Task to complete: Please render these entries as a numbered list with blank lines omitted, starting at the line that contains "Note: for this drill we locate the sneaker" and ending after the line that contains "(410, 1170)".
......
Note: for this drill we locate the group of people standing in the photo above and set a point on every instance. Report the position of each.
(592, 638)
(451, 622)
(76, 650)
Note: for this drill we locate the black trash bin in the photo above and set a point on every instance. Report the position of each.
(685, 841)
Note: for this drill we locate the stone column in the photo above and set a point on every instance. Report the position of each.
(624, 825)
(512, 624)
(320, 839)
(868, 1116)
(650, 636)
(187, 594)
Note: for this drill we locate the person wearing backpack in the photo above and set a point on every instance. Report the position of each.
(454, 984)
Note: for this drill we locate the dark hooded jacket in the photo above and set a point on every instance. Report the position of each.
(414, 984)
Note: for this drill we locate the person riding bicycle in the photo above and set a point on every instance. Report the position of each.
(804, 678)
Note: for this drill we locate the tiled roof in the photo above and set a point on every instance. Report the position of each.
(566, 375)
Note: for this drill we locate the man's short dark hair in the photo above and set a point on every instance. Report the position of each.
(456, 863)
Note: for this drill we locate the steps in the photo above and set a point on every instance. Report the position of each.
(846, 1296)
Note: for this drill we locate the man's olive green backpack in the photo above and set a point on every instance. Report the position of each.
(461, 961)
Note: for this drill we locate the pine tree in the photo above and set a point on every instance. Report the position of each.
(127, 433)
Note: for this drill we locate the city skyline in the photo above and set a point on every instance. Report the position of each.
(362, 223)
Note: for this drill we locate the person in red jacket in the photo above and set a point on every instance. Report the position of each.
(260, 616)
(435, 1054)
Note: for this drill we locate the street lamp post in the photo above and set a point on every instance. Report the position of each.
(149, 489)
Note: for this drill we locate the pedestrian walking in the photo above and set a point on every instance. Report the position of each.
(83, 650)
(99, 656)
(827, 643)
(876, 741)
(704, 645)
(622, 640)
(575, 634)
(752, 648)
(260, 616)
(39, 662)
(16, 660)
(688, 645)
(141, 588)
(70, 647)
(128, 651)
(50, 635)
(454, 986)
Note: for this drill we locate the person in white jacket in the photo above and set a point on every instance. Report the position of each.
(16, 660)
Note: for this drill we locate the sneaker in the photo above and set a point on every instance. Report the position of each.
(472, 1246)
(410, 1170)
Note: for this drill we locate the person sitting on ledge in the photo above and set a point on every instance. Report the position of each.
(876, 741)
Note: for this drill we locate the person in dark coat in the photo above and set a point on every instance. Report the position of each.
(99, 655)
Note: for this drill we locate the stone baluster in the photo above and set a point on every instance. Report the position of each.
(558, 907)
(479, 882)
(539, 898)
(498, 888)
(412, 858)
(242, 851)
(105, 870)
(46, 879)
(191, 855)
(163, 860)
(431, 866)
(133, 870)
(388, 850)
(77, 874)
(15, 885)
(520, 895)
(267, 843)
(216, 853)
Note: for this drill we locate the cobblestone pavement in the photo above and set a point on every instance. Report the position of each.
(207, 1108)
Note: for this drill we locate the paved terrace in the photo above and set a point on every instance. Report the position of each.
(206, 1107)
......
Answer:
1. Note: for this drill we locate the sneaker in the photo above and set a point on every instance. Report the position of each.
2. (472, 1246)
3. (410, 1170)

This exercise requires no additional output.